→ Problem statement: Each line that contains the word "Target" is to be copied from the records below.
Top of Records for this task
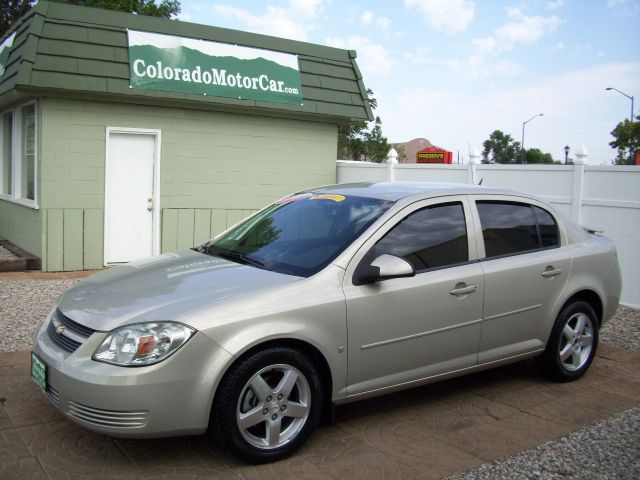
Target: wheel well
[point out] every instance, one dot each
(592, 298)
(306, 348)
Bottom of Records for this task
Top of Records for this task
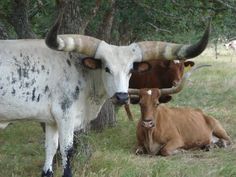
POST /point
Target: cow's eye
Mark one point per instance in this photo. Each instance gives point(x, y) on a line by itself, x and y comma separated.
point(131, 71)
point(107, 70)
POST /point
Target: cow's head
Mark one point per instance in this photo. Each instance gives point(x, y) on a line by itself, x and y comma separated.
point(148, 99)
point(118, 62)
Bottom of Records for this task
→ Exercise solution:
Target: wheel well
Target: cow's eye
Target: cow's head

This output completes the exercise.